* Start Stored rows *
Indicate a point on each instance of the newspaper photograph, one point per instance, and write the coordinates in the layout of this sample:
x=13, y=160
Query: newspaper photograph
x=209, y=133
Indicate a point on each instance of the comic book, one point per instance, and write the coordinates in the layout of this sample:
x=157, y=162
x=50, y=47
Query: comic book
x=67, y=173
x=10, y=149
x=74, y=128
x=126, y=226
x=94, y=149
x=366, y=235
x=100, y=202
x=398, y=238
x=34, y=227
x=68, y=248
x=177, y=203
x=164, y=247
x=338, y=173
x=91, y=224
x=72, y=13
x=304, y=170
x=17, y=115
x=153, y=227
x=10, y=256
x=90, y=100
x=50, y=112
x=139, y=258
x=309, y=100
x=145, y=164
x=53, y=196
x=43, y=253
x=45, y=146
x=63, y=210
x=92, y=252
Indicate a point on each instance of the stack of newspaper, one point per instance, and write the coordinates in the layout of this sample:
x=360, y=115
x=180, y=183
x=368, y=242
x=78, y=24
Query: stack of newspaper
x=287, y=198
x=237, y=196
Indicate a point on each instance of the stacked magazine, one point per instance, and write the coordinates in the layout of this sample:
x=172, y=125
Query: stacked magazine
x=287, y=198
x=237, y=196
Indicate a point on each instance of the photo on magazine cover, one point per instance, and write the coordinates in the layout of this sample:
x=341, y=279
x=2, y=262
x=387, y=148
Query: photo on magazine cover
* End Stored rows *
Can you write out all of the rows above again, switching every "instance" to "occurrence" and leaving everything else unchanged?

Indicate a point on each occurrence of the newspaper photograph, one point per occurrence, and write the coordinates in the layout of this sample:
x=13, y=160
Query: newspaper photograph
x=209, y=133
Indicate a point on each occurrence of the comic book, one point per occurrence, and write the coordinates in the layout of this sample:
x=157, y=162
x=50, y=47
Query: comic book
x=67, y=173
x=10, y=149
x=74, y=128
x=126, y=226
x=94, y=149
x=366, y=235
x=100, y=202
x=398, y=238
x=34, y=227
x=68, y=248
x=177, y=203
x=164, y=247
x=338, y=173
x=91, y=224
x=72, y=13
x=304, y=170
x=17, y=115
x=153, y=227
x=10, y=256
x=90, y=100
x=50, y=112
x=139, y=258
x=309, y=100
x=145, y=164
x=53, y=196
x=43, y=253
x=45, y=146
x=63, y=210
x=92, y=252
Indicate a point on each occurrence of the stack of newspaper, one point per occurrence, and write the coordinates in the layout of this sample:
x=360, y=115
x=180, y=183
x=368, y=242
x=78, y=24
Query: stack of newspaper
x=287, y=198
x=237, y=196
Indicate a point on each occurrence of the stacked magazine, one point per occurrence, and write the coordinates in the layout of this sample:
x=172, y=125
Query: stacked magazine
x=287, y=198
x=237, y=196
Indicate a point on each occurrence of the photo on magazine cover, one point per occurrence, and write the coordinates in the layout of this sample:
x=341, y=279
x=2, y=262
x=387, y=148
Query: photo on magazine cover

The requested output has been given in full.